#### Given text:
The committee requested that the town allow adults ages 21 and over to obtain a wristband from a booth identifying them as eligible to purchase alcohol. Attendees wearing the wristband would have been allowed to purchase alcohol from Oliver’s Restaurant and drink it in special containers anywhere from in front of Oliver’s and the town hall to the square during the festival any time from 1-9 p.m.


As carrying an open container of alcohol on the streets uptown is against city ordinance, it was up to the town to make the decision. The result was a split vote with Councilmen Jeremy Burr and James David Lee for the allowance and Bobby Usrey and John Ballard against it. As Councilman Fred Davis was absent, Mayor Bill Thacker broke the vote with a negative response. Those who voted against it were concerned that allowing alcohol would be at odds with the festival’s family-friendly nature, leave the town and committee members liable if something went wrong, and that alcohol would be transferred from the special cup to a different one, disguising it.


Adults who wish to purchase alcohol from Oliver’s during the festival can still do so, but they will have to drink it in or on the sidewalk in front of Oliver’s, as that is currently allowed under the sidewalk dining ordinance.


Moving on to finances, Town Manager Alex Sewell called the general fund a “pleasant surprise” as it is performing better than originally anticipated. He attributed that to several factors, including decreased service (e.x., the town’s reduced trash pickup), cut backs, and holding staff positions.


Although the water and sewer fund had a net gain, the town still experienced an operating loss once system depreciation was factored in, Sewell said. Although both systems need repairs and upgrades, the funds for do not exist in the town’s budget.

#### Collected data:

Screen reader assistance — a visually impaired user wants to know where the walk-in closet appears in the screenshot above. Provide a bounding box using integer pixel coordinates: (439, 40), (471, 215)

#### Required tasks:
1. According to the council meeting article, who broke the tied vote on the alcohol request?
2. In the council meeting article, swap "reduced trash pickup" for "reduced recycling pickup" and write out the passage starting with "Adults who wish" and going on through "the town’s budget.".
3. Does the council meeting article agree with each statement? (a) Wristband holders would have been allowed to drink from 1 to 9 p.m. (b) Councilman Fred Davis voted against the allowance. (c) The general fund is performing worse than expected.

#### Solutions to the exercise:
1. Mayor Bill Thacker broke the tie with a negative response.

2.
Adults who wish to purchase alcohol from Oliver’s during the festival can still do so, but they will have to drink it in or on the sidewalk in front of Oliver’s, as that is currently allowed under the sidewalk dining ordinance.


Moving on to finances, Town Manager Alex Sewell called the general fund a “pleasant surprise” as it is performing better than originally anticipated. He attributed that to several factors, including decreased service (e.x., the town’s reduced recycling pickup), cut backs, and holding staff positions.


Although the water and sewer fund had a net gain, the town still experienced an operating loss once system depreciation was factored in, Sewell said. Although both systems need repairs and upgrades, the funds for do not exist in the town’s budget.

3.
(a) Yes: "any time from 1-9 p.m."
(b) No: "As Councilman Fred Davis was absent"
(c) No: "it is performing better than originally anticipated"